* Task to carry out
Count the lines of the records below that contain the string "positive". Give only the number.

::: Data for the task

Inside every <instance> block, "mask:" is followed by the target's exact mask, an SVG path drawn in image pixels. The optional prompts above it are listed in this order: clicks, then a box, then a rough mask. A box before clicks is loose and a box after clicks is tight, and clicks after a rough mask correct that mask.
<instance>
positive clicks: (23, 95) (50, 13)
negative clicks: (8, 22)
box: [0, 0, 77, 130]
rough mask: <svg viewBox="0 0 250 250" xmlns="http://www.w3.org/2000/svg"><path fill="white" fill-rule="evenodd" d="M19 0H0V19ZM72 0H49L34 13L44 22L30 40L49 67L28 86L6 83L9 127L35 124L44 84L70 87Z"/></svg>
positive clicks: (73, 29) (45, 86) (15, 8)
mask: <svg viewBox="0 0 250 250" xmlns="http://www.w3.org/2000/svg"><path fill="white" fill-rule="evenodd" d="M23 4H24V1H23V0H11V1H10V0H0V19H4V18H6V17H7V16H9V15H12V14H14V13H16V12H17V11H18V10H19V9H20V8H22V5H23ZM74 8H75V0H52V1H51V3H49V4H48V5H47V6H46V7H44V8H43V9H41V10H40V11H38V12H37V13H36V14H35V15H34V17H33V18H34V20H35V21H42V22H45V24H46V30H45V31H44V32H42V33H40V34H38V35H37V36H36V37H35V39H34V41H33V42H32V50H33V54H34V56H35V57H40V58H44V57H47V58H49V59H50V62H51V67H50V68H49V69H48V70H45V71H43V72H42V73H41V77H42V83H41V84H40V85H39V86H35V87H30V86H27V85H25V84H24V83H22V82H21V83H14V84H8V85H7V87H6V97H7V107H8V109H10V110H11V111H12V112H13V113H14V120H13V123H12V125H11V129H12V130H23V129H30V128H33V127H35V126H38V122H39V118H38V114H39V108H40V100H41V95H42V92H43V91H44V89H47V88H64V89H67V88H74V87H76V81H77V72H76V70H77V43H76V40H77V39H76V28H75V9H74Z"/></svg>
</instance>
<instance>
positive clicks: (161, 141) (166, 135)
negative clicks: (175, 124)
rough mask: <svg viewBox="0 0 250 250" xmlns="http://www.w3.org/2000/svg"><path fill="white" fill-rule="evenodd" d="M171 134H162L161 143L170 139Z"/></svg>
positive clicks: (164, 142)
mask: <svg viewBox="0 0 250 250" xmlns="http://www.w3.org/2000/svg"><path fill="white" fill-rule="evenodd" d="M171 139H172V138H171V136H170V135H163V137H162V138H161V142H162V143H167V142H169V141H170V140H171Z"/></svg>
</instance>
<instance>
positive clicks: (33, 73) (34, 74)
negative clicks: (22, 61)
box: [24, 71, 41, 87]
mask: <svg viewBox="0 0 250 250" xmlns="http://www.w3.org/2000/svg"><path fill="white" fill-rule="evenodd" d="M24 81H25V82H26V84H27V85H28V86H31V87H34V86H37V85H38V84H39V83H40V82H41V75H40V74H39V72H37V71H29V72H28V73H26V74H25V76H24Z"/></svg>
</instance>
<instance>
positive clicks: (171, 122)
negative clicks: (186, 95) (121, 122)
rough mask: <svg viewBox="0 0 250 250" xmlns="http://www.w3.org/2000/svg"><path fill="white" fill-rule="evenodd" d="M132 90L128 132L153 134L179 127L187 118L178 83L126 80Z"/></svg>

::::::

* Task response
6